GIVEN DATA »
•••••

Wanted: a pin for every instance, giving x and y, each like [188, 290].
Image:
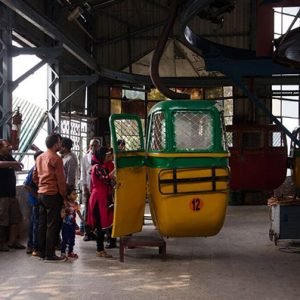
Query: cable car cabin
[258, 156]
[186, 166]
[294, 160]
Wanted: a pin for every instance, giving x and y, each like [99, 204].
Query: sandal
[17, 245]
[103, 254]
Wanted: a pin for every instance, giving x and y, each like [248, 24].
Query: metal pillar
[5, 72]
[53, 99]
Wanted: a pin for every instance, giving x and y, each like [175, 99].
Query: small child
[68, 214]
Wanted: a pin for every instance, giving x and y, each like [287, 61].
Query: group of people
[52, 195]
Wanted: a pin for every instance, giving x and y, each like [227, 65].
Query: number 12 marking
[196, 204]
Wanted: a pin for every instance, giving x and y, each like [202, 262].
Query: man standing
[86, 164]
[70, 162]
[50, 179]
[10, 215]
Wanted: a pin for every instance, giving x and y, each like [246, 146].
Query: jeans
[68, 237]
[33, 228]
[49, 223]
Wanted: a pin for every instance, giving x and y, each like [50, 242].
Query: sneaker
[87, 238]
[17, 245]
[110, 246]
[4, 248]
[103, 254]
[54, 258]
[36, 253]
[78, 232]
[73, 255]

•••••

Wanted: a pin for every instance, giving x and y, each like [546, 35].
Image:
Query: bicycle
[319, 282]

•••••

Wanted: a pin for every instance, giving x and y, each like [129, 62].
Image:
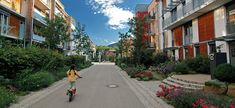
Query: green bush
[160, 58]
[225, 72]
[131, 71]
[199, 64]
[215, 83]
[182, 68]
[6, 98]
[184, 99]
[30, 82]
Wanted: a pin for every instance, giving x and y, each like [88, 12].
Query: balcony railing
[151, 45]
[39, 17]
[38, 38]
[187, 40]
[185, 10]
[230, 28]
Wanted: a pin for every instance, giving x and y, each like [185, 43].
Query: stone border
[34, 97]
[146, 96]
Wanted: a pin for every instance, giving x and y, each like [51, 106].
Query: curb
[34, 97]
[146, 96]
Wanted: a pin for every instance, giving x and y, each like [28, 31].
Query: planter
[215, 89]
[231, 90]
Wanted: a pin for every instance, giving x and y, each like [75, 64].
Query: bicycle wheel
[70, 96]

•••••

PROBLEM TO SOLVE »
What is wanted is an exact copy of the lines above from the one containing "like [188, 290]." through the one containing "like [248, 24].", with no pictures in it.

SOLUTION TO THE EXERCISE »
Wanted: a pin for every instance, giving x and y, each like [188, 290].
Image:
Query: cable car cabin
[258, 156]
[186, 166]
[294, 160]
Wanted: a pin for every instance, giving x and y, each like [99, 204].
Query: sandal
[17, 245]
[103, 254]
Wanted: a pin for every instance, giving x and y, each like [248, 24].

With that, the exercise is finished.